═══ TEXT

Meet Our Research Team
Founder & CEO
Alastair Van Heerden
Alastair is Director of the Centre for Community Based Research at the Human Sciences Research Council (HSRC) and an Honorary Associate Professor in Clinical Medicine at the University of Witwatersrand, South Africa. He has over 10 years of experience conducting clinical, behavioral and community-based research throughout East and Southern Africa, Nepal and Brazil. He has an interdisciplinary focus to his research which combines his interest in technology for development and public health.
Tech Lead
Adam Brown
Adam Brown is Associate Professor of Psychology and Vice Provost for Research. He is a clinical psychologist whose research focuses on identifying psychological and biological factors that contribute to negative mental health outcomes following exposure to traumatic stress and developing interventions guided by advances in cognitive neuroscience. A focus of this research is the use of behavioral and brain-imaging techniques to examine the role of memory and self-appraisals in the onset and treatment of Posttraumatic Stress Disorder (PTSD).
Office Manager
Brandon Kohrt
Brandon Kohrt, MD, PhD, is Associate Professor of Psychiatry and Behavioral Sciences. As an internationally recognized global mental health expert, he works with populations affected by war-related trauma, torture, environmental disasters, and chronic stressors of poverty, discrimination, and lack of access to healthcare. Dr. Kohrt has worked in Nepal since 1996 and has been advisor to Transcultural Psychosocial Organization (TPO) Nepal since 2006. He has collaborated with The Carter Center Mental Health Program in Liberia since 2010. He has investigated the mental health consequences of and designed interventions for child soldiers and earthquake survivors in Nepal. He collaborated on development of a Nepali school-based youth suicide prevention program. In Liberia, he designed programs to reduce stigma among youth and adults impacted by mental illness, political violence, and the Ebola virus outbreak, and co-designed a Crisis Intervention Team (CIT) program for police officers. He has collaborated on interventions for children with Nodding Syndrome in Uganda and children affected by HIV and political violence in Nigeria. In addition, he has worked in Uganda, Nigeria, Ethiopia, Mongolia, Haiti and India.

══════

[ACTIVITIES]:
**a)** On the research team page, since what year has Brandon Kohrt worked in Nepal?
**b)** Quote the research team page word for word, everything from "Meet Our Research" down to "and public health.".
**c)** Please extend the research team page past its last line.

═══ ENTRIES SHOWN

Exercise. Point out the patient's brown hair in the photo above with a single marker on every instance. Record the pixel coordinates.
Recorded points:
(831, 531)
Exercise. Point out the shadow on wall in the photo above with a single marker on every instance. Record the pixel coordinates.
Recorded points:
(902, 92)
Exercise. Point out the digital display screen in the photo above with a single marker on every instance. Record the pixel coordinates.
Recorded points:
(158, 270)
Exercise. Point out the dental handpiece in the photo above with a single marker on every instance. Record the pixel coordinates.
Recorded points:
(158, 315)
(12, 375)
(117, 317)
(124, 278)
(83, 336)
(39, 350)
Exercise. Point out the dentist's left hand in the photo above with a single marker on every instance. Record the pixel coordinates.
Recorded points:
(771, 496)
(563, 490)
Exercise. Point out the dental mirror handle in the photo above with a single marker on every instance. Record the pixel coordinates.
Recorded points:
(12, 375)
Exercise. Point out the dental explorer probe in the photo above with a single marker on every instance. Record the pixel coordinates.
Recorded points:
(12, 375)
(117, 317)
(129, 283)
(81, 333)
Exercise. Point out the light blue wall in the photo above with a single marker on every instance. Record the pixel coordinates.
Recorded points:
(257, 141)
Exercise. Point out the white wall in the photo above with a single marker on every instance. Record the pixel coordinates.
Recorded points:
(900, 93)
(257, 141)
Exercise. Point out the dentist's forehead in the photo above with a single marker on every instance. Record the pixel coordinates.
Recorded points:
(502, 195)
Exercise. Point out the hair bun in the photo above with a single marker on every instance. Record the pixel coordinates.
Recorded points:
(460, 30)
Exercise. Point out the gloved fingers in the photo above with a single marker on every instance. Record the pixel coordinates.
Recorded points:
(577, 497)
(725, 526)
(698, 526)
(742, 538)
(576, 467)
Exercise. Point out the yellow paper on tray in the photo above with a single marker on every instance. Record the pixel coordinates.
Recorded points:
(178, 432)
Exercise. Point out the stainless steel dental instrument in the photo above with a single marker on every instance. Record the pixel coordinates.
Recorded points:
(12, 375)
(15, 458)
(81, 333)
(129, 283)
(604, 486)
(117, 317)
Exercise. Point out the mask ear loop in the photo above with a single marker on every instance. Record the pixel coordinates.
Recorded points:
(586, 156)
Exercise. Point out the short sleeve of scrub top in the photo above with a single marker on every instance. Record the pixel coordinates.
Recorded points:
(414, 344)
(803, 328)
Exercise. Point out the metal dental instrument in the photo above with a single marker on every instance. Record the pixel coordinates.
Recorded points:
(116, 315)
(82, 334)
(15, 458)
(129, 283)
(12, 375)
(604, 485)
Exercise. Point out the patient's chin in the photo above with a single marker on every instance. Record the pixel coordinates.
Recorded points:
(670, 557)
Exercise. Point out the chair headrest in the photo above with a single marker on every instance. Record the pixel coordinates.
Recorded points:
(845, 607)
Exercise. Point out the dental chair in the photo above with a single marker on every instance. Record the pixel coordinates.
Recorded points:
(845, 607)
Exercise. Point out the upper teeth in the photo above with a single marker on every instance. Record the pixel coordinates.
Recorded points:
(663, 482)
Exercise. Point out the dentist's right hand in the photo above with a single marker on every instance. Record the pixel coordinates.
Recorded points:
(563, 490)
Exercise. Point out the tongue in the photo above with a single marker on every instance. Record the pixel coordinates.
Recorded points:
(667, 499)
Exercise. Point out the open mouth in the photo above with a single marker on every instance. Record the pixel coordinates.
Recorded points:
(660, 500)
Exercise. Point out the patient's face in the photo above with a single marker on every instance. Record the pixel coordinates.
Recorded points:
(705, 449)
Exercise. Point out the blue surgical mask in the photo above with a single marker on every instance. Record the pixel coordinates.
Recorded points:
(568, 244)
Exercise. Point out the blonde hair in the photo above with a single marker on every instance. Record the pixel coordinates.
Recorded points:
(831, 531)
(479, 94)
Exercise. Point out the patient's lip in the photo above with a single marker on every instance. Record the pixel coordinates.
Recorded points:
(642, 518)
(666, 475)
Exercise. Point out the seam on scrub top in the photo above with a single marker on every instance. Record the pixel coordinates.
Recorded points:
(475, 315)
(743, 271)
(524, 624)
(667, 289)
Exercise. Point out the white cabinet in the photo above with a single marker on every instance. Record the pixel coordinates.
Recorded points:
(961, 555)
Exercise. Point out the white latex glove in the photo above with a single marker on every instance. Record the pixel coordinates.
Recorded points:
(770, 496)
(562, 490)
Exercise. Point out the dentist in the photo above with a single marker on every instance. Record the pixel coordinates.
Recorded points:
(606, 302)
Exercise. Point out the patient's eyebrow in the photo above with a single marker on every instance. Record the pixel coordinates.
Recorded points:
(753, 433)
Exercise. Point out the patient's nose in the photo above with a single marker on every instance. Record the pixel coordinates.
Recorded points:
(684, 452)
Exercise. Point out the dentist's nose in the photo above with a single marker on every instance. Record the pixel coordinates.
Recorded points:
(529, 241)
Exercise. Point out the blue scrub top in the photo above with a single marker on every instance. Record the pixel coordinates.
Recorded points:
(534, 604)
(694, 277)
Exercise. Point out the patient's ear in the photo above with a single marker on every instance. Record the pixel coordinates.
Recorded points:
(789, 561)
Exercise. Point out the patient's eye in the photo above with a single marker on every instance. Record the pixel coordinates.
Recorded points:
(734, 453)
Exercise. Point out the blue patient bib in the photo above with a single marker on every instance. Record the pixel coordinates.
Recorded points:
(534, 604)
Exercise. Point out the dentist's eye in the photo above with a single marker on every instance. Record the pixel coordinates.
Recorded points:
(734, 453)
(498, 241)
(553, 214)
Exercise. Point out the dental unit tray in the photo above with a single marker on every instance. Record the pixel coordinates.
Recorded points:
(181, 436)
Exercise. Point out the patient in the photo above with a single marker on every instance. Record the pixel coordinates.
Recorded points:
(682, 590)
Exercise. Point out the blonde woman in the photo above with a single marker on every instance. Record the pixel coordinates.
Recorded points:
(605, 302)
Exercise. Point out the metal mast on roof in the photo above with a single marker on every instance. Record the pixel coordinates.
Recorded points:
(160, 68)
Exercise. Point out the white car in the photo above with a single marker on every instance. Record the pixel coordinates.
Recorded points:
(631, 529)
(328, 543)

══════

[RESULTS FOR THE EXERCISE]:
**a)** Since 1996.

**b)**
Meet Our Research Team
Founder & CEO
Alastair Van Heerden
Alastair is Director of the Centre for Community Based Research at the Human Sciences Research Council (HSRC) and an Honorary Associate Professor in Clinical Medicine at the University of Witwatersrand, South Africa. He has over 10 years of experience conducting clinical, behavioral and community-based research throughout East and Southern Africa, Nepal and Brazil. He has an interdisciplinary focus to his research which combines his interest in technology for development and public health.

**c)**
Dr. Kohrt has published over 100 peer reviewed articles and book chapters. He co-edited the book Global Mental Health: Anthropological Perspectives, which was honored with the creative scholarship award of the Society for the Study of Psychiatry and Culture. He has received research funding from NIMH, Grand Challenges Canada, UNICEF, the Fulbright Program, HopeLab, and the Jacobs Foundation. His clinical work addresses cross-cultural psychiatry specializing in refugees and immigrant populations. He founded the Atlanta Asylum Network for Torture Survivors and consults on suicide prevention programs for Bhutanese Nepali refugees. Dr. Kohrt has developed a global mental health training program in Nepal for students in medicine, public health, and anthropology.